(A block of data)
-- start --
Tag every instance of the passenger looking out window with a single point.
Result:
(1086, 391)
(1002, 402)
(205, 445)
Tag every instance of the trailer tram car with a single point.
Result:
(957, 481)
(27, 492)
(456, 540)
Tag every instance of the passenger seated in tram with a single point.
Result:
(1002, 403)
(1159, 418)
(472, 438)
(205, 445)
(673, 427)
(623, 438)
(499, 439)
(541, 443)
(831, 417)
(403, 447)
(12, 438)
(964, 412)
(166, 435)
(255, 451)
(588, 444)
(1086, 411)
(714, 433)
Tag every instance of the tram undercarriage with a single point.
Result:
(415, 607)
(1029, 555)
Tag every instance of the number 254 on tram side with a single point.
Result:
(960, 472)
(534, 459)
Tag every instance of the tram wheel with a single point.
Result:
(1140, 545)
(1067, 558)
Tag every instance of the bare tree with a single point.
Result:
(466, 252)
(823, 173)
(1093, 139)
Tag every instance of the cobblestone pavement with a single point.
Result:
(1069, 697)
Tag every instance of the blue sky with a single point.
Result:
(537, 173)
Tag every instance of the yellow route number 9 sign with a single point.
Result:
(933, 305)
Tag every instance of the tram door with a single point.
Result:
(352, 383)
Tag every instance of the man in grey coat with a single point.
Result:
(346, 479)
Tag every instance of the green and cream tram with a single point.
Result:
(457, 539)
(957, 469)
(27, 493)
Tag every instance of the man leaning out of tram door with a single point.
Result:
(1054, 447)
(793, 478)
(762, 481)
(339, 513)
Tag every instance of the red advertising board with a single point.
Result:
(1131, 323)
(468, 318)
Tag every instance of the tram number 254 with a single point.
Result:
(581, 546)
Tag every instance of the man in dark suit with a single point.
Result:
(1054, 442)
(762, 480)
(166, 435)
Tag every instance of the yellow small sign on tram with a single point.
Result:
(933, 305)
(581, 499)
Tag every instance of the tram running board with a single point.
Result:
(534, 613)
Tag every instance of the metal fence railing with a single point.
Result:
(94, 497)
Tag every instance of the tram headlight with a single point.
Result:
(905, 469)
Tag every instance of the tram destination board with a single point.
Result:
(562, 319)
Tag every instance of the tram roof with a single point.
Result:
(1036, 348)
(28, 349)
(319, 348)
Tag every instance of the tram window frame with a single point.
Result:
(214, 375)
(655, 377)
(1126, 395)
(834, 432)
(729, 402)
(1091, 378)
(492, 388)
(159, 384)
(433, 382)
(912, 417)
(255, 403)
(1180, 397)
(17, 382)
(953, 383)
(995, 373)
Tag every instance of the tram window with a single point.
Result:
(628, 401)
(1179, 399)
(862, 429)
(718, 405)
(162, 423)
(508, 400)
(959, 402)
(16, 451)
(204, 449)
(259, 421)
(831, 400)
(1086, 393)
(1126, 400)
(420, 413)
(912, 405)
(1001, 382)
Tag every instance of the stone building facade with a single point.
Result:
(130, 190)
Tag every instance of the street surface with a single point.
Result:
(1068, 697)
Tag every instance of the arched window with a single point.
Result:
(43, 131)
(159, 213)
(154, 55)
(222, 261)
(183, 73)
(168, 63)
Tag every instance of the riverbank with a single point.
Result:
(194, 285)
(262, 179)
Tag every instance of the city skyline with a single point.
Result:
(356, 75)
-- end --
• **Written instruction**:
Starting from the line with "Tag every instance of the man in grey" and ending with the final line of the data, quote every line exactly, both ends included.

• **Written response**:
Tag every instance of the man in grey coat with a single point.
Result:
(346, 479)
Tag every instance of the green and cream tram with a single point.
Result:
(457, 539)
(957, 469)
(27, 493)
Tag every instance of the man leaning out of tram door with a single point.
Result:
(1054, 447)
(793, 478)
(762, 481)
(339, 513)
Tag every instance of the red advertising board with a single point.
Result:
(1131, 323)
(468, 318)
Tag every instance of the tram number 254 with a single point.
Result:
(581, 546)
Tag every instance of the man in dark suit with a single point.
Result:
(1054, 442)
(762, 480)
(166, 435)
Tag every instance of the yellow small sign on tram with a single point.
Result:
(933, 305)
(581, 499)
Tag every instance of the tram running board with a single point.
Result:
(534, 613)
Tag every instance of the metal fence railing with a single point.
Result:
(94, 497)
Tag every instance of the tram headlight with a single point.
Result:
(905, 469)
Tag every instance of the tram destination board with a single point.
Result:
(562, 319)
Tag every instance of the tram roof with a single point.
Result:
(1036, 348)
(28, 349)
(319, 348)
Tag every instance of the tram window frame with a single point.
Result:
(214, 375)
(655, 377)
(1126, 395)
(834, 432)
(729, 402)
(1091, 378)
(492, 388)
(159, 384)
(433, 382)
(912, 417)
(255, 403)
(1180, 397)
(17, 382)
(953, 383)
(995, 373)
Tag every instance of the tram window with a single point.
Result:
(628, 401)
(1179, 399)
(862, 429)
(718, 405)
(162, 423)
(508, 400)
(959, 402)
(16, 451)
(204, 449)
(259, 421)
(831, 400)
(1086, 393)
(1126, 400)
(420, 413)
(912, 405)
(1001, 382)
Tag every instance of the stone building facade with a single point.
Result:
(130, 190)
Tag every instance of the street surface with a single point.
Result:
(1068, 697)
Tag every instance of the arched window with a single point.
Result:
(43, 131)
(159, 213)
(154, 55)
(222, 261)
(183, 73)
(168, 63)
Tag every instance of the riverbank with a single point.
Result:
(194, 285)
(262, 179)
Tag every instance of the city skyline with a single point.
Result:
(356, 75)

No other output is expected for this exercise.